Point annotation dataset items

##########

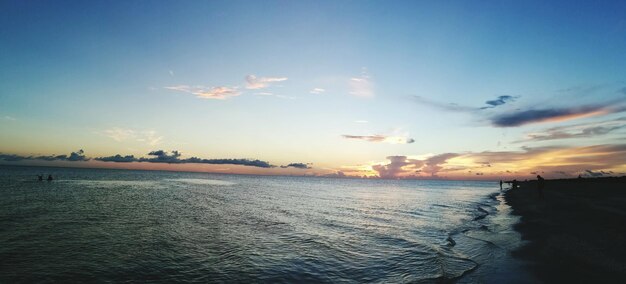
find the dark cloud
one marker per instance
(550, 114)
(13, 157)
(499, 101)
(297, 166)
(160, 156)
(73, 157)
(118, 159)
(242, 162)
(590, 173)
(77, 156)
(585, 132)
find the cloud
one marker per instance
(590, 173)
(593, 129)
(254, 82)
(499, 101)
(550, 115)
(218, 93)
(397, 165)
(553, 161)
(149, 137)
(160, 156)
(77, 156)
(297, 166)
(118, 159)
(13, 157)
(378, 138)
(434, 164)
(317, 91)
(274, 95)
(119, 134)
(361, 86)
(73, 157)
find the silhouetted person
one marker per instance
(540, 184)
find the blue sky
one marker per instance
(341, 85)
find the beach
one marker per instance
(575, 230)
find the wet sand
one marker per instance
(576, 230)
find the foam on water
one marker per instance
(118, 225)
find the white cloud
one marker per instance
(149, 137)
(254, 82)
(379, 138)
(219, 93)
(317, 91)
(119, 134)
(274, 95)
(361, 86)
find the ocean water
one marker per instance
(120, 225)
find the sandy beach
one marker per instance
(576, 230)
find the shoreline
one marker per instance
(575, 232)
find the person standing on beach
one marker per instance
(540, 184)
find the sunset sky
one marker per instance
(391, 89)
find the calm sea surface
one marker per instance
(119, 225)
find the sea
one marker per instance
(109, 225)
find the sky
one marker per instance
(387, 89)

##########

Can you rename "marker" to "point" everywhere it occurs in the items above and reproduce all their lines otherwise unchanged? Leave the pictures out.

→ **Answer to the exercise**
find the dark cloud
one point per instance
(550, 114)
(13, 157)
(499, 101)
(297, 166)
(160, 156)
(73, 157)
(118, 159)
(242, 162)
(590, 173)
(77, 156)
(585, 132)
find the cloud
one point per instance
(590, 173)
(593, 129)
(254, 82)
(499, 101)
(550, 115)
(218, 93)
(397, 165)
(553, 161)
(149, 137)
(160, 156)
(77, 156)
(297, 166)
(118, 159)
(13, 157)
(378, 138)
(434, 164)
(317, 91)
(274, 95)
(119, 134)
(361, 86)
(73, 157)
find the silhouetted person
one point per instance
(540, 184)
find the blue sky
one point per instance
(341, 85)
find the beach
one point per instance
(575, 230)
find the wet sand
one point per instance
(576, 230)
find the foam on water
one point per instance
(118, 225)
find the white cloud
one point per instance
(149, 137)
(254, 82)
(379, 138)
(219, 93)
(317, 91)
(119, 134)
(274, 95)
(361, 86)
find the ocean water
one point per instance
(120, 225)
find the sandy beach
one point per instance
(576, 230)
find the shoreline
one point per instance
(575, 232)
find the person standing on beach
one point per instance
(540, 184)
find the sunset sky
one point per instance
(391, 89)
find the calm sea surface
one point per instance
(119, 225)
find the sea
one point per instance
(109, 225)
find the sky
one point per instance
(387, 89)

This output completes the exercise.